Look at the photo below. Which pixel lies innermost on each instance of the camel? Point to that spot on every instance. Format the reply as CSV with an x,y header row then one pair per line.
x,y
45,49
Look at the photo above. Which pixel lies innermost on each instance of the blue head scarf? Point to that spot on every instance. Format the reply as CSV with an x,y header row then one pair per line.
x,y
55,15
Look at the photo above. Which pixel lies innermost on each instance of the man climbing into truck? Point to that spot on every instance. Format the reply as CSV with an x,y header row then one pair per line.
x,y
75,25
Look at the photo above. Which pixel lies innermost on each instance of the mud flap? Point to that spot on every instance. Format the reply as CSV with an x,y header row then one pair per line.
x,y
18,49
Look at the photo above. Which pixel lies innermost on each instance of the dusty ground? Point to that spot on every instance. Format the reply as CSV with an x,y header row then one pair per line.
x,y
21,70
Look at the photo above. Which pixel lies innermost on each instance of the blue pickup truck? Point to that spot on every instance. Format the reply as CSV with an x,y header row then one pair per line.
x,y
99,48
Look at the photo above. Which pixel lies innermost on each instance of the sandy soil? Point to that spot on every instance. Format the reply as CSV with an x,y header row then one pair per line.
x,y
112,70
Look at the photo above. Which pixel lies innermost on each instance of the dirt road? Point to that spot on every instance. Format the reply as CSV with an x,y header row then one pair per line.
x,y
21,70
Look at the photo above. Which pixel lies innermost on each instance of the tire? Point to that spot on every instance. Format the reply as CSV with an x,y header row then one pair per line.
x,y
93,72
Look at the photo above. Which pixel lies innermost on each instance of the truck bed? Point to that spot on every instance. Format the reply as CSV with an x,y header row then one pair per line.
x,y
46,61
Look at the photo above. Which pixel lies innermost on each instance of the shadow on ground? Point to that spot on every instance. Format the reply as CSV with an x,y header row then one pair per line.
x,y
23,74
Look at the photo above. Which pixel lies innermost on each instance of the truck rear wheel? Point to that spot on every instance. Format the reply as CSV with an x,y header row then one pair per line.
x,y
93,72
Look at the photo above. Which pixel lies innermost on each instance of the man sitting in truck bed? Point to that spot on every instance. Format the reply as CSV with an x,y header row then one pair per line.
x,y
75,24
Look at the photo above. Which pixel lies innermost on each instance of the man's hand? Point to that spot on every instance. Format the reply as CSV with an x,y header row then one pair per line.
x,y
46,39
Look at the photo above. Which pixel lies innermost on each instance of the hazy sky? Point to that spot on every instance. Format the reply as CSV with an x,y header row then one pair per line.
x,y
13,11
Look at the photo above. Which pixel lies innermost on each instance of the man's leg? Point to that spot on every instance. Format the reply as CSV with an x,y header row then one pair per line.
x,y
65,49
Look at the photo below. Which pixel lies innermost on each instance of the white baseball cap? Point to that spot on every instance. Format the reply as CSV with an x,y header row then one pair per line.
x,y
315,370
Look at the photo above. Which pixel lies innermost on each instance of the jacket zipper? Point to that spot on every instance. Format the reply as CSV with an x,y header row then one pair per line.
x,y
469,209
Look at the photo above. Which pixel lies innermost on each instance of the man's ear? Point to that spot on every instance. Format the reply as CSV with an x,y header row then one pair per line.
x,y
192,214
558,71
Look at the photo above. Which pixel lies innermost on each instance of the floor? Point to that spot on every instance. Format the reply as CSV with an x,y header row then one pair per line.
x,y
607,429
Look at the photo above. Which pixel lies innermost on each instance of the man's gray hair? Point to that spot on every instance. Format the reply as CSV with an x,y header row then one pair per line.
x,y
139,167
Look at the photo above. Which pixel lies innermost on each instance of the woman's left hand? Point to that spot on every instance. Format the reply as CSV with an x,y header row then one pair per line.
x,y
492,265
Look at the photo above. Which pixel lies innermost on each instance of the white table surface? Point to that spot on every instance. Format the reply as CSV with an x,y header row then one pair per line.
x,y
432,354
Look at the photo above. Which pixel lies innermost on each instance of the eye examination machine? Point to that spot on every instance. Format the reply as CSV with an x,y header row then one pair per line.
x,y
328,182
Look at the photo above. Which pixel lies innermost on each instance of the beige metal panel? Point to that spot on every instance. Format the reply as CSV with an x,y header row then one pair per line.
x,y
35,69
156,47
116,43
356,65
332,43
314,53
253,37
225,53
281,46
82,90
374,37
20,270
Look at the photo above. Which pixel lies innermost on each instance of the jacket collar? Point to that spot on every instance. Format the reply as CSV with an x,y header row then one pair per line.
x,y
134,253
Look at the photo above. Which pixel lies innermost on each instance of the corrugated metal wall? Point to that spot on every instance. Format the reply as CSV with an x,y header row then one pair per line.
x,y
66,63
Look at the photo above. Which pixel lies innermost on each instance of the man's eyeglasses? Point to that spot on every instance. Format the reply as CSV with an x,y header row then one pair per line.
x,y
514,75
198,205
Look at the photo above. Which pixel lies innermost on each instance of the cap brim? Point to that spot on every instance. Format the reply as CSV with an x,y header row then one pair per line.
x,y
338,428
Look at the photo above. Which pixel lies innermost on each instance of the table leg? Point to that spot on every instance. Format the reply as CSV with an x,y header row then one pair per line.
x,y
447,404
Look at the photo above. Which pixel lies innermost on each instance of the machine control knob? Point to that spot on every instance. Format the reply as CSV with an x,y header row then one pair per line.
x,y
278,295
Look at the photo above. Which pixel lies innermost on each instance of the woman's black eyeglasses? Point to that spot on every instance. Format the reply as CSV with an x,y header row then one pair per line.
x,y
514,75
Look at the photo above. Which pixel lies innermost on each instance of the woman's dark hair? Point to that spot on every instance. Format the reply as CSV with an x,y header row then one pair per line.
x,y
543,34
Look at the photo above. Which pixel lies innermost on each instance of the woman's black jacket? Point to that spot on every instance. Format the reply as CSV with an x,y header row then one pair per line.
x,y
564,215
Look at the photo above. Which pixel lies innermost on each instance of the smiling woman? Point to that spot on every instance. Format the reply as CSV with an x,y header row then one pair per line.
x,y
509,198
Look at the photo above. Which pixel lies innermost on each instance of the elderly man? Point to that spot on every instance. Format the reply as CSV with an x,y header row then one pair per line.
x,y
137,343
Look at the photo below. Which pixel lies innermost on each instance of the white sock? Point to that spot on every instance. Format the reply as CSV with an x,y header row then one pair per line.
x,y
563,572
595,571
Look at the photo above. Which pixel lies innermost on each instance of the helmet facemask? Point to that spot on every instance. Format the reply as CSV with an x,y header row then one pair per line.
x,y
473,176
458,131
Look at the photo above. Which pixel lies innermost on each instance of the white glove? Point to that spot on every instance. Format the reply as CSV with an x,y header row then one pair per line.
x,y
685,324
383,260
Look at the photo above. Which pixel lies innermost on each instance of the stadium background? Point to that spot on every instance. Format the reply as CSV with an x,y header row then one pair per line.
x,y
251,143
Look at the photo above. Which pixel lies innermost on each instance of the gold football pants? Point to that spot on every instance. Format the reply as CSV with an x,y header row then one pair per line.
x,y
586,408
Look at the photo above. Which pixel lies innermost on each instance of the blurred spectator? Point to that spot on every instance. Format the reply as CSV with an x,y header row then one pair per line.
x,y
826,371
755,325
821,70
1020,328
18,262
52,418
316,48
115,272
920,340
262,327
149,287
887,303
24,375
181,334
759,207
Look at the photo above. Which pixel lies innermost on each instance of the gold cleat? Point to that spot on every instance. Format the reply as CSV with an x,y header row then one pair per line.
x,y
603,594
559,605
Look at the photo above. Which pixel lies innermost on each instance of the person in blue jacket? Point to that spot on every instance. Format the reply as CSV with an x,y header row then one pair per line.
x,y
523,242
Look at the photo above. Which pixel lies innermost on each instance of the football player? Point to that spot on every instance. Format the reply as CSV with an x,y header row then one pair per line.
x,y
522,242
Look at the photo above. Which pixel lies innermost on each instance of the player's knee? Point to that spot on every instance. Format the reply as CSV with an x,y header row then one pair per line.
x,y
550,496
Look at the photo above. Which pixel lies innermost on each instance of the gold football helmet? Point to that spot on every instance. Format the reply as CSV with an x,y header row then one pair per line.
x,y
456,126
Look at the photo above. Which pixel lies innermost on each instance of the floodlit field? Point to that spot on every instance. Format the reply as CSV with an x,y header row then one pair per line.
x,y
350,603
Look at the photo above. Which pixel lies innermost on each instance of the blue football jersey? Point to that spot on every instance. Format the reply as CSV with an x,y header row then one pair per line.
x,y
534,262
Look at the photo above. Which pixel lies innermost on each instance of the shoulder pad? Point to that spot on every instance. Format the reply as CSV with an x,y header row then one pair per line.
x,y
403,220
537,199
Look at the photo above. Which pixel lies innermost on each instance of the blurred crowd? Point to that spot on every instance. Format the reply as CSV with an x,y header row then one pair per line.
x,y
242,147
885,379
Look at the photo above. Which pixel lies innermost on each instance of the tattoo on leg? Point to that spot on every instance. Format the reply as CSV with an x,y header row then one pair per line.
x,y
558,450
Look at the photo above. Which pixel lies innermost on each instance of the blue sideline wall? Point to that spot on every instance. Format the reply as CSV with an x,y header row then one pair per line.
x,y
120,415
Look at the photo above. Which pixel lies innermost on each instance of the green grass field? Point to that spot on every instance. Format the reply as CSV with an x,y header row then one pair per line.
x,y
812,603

+ + + +

▶ EXERCISE INSTRUCTIONS: Every line between the one holding "the blurred crowd?" and the end of the listing above, inclusive, must be transcribed exactly; omit all others.

▶ TASK ANSWER:
Look at the photo above. Which pixel lies innermost on each instance of the blurred crowd? Point to that spot on every instance. Format the reply as CSV with an x,y header row then one pair per line.
x,y
242,147
885,379
Look at the photo above. Which pixel lies innermost on each instance of the tattoo on leg? Point to that spot on every instance. Format the reply as CSV with an x,y header row then one pair per line.
x,y
558,450
Look at the photo above. Which pixel lies innermost on each instance of the blue sideline wall? Point to that spot on every instance. Format the reply as CSV with an x,y header row then one pair per line.
x,y
120,415
Look at the photo above. Which pixel lies innermost on each instance of the green grass field? Point to that spot on every instance. Format the reply as CSV with an x,y header row then one pair per line.
x,y
812,603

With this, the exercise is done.